Exercise description: Starting at the line that contains "Verification task — confirm whether the young" and stopping after the line that contains "[176, 101, 259, 163]", put those lines of the material into a Markdown table with the columns Row and Text. Number the rows, and leave out any blank lines.

Exercise input:
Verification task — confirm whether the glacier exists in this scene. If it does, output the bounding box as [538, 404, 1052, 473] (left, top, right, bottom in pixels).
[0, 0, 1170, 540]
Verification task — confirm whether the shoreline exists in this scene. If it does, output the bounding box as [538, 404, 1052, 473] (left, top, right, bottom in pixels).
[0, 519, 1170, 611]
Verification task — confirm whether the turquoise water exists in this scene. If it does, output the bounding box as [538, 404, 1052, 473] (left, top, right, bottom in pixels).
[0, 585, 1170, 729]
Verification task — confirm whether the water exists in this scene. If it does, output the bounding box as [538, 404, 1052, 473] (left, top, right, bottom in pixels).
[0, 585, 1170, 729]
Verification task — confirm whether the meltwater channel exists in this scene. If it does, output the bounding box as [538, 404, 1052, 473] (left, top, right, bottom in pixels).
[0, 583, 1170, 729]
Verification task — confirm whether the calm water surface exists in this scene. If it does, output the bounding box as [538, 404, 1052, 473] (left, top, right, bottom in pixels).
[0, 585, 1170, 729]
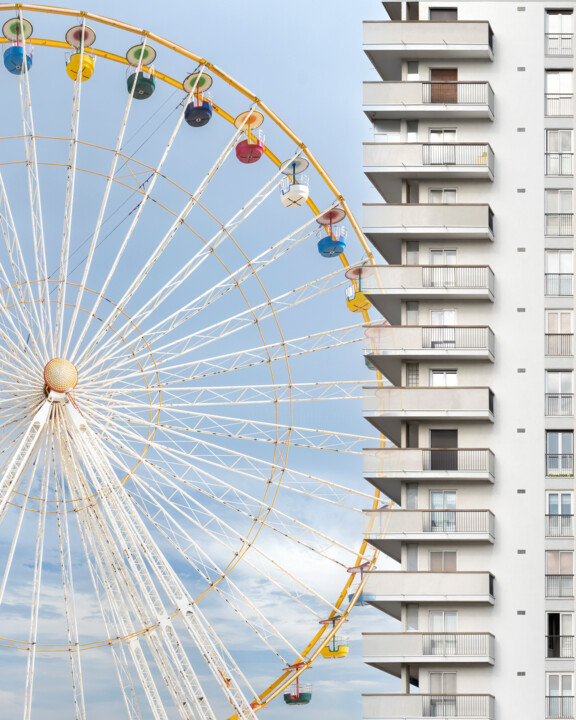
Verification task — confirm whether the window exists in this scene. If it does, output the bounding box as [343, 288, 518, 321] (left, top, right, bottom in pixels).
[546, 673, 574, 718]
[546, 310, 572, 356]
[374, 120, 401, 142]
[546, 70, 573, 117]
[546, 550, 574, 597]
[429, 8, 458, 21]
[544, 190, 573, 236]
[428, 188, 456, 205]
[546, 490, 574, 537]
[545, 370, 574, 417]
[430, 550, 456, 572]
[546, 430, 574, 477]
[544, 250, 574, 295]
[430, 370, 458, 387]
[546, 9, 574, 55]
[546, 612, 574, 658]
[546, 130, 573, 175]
...
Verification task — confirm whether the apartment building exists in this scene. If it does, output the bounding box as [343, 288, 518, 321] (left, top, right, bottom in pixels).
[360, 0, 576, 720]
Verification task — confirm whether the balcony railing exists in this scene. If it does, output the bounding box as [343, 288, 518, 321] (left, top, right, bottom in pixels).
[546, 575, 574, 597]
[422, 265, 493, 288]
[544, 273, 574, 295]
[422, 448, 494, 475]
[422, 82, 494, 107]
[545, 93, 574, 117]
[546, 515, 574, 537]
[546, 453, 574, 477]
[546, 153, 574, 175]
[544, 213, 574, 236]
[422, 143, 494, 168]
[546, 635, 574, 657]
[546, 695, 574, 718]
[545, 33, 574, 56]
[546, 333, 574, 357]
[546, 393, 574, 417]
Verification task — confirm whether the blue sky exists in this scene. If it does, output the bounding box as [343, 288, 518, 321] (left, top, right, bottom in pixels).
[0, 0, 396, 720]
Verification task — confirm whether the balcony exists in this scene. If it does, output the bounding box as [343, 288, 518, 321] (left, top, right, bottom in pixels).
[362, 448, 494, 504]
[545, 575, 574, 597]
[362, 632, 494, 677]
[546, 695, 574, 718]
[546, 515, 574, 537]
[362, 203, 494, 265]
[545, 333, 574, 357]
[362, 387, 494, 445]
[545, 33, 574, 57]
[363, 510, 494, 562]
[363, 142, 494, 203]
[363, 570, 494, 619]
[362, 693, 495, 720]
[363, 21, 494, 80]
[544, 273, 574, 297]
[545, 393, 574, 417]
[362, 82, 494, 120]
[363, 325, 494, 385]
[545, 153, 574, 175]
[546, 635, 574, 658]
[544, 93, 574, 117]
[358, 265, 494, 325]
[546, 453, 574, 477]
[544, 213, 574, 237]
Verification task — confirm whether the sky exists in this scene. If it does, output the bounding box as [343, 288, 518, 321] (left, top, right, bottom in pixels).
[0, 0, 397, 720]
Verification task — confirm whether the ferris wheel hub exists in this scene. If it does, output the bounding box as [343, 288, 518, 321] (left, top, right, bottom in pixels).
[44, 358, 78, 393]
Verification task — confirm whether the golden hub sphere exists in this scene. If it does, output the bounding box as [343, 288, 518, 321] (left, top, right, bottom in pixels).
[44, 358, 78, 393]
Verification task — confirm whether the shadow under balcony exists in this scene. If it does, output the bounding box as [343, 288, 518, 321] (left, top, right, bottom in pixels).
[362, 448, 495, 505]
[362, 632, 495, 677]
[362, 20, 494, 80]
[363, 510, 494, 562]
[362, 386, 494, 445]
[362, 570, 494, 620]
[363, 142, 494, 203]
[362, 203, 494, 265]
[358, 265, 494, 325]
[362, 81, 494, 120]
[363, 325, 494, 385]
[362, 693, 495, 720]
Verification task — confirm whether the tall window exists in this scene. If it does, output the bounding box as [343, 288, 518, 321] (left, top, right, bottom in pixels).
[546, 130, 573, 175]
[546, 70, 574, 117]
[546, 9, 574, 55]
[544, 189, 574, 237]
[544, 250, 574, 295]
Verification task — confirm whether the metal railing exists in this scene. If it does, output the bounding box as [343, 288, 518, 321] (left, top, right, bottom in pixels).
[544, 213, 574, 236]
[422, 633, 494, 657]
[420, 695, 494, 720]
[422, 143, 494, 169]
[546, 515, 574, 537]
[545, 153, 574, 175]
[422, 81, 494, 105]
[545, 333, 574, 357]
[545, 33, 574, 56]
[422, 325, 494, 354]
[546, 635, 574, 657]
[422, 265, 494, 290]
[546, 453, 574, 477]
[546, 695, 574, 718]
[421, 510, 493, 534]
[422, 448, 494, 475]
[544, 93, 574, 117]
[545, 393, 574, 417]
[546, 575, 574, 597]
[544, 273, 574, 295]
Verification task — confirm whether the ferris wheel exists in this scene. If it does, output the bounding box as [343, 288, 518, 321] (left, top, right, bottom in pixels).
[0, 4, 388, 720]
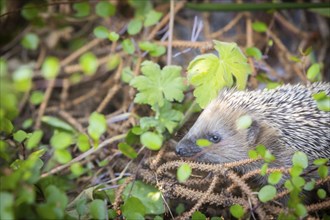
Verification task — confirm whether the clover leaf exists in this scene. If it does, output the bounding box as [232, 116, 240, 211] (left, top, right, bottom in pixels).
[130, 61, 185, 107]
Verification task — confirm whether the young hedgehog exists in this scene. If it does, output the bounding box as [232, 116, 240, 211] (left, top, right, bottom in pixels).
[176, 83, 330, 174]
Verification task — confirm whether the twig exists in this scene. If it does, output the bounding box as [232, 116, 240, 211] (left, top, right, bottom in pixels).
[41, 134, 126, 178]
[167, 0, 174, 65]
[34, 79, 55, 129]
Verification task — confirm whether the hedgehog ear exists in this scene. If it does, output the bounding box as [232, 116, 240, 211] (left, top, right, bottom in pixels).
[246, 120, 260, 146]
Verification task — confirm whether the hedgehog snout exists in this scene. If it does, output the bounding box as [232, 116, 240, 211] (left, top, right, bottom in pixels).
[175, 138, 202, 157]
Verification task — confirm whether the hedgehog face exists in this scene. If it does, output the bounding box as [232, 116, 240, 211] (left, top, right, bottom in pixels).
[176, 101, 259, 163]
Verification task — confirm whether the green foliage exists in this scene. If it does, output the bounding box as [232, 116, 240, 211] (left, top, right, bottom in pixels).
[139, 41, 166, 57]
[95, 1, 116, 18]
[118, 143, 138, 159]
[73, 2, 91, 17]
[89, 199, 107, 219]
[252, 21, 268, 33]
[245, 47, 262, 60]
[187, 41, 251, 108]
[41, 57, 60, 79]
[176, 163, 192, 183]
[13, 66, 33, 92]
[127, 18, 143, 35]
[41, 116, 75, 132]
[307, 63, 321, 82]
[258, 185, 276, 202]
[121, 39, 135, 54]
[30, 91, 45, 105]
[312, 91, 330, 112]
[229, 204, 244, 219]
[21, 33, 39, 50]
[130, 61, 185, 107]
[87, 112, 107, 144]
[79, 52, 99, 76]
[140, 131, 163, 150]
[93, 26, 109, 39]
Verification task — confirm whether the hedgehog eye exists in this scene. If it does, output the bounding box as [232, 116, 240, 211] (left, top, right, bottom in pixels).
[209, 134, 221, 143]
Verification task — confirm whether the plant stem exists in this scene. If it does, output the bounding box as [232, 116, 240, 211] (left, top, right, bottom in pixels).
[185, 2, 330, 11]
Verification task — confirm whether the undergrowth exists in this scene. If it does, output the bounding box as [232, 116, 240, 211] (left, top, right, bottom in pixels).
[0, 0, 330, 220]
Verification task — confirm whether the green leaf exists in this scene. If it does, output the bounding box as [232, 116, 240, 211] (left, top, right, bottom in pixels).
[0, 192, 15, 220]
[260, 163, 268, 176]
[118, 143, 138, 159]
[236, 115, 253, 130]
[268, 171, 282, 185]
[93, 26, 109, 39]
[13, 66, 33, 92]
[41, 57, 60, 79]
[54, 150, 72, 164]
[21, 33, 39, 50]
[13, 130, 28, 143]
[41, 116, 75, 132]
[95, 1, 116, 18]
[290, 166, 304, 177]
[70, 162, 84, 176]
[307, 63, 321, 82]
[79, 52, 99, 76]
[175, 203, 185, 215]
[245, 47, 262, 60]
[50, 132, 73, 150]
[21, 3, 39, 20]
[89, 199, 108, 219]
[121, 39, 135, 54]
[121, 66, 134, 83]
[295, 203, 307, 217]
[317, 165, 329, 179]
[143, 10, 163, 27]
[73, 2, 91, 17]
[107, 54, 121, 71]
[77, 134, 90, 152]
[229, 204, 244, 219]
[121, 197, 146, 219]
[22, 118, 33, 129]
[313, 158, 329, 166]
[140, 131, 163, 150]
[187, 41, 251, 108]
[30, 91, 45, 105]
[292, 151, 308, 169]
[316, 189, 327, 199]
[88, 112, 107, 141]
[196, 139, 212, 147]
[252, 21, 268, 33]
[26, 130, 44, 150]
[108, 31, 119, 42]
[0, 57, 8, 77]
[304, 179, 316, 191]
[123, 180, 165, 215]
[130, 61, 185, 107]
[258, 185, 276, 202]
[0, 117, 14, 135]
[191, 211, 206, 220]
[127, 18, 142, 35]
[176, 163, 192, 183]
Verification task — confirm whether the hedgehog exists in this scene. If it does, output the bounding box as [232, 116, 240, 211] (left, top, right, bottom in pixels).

Task result:
| Row | Text |
|---|---|
| 1 | Verification task — confirm whether the young hedgehog exists in this scene. If it does, output the bounding box as [232, 116, 240, 211] (left, top, right, bottom in pixels). |
| 2 | [176, 83, 330, 174] |
| 3 | Verification task — confirm whether the twig exists in this scene. If it does, output the bounding box as [232, 116, 240, 211] (left, top, right, bottom in pixels). |
| 4 | [41, 134, 126, 178] |
| 5 | [167, 0, 174, 65] |
| 6 | [34, 79, 55, 129] |
| 7 | Verification task — confirm whether the hedgehog ear exists in this scene. If it does, output the bounding box as [232, 116, 240, 211] (left, top, right, bottom in pixels). |
| 8 | [246, 120, 260, 146] |
| 9 | Verification task — confirm whether the hedgehog snout exists in this scene. If it does, output the bounding box as [232, 116, 240, 211] (left, top, right, bottom in pixels). |
| 10 | [175, 138, 202, 157] |
| 11 | Verification task — confirm whether the hedgehog face exists in this scene. If it does, output the bounding box as [232, 116, 240, 211] (left, top, right, bottom in pixels). |
| 12 | [176, 101, 259, 163] |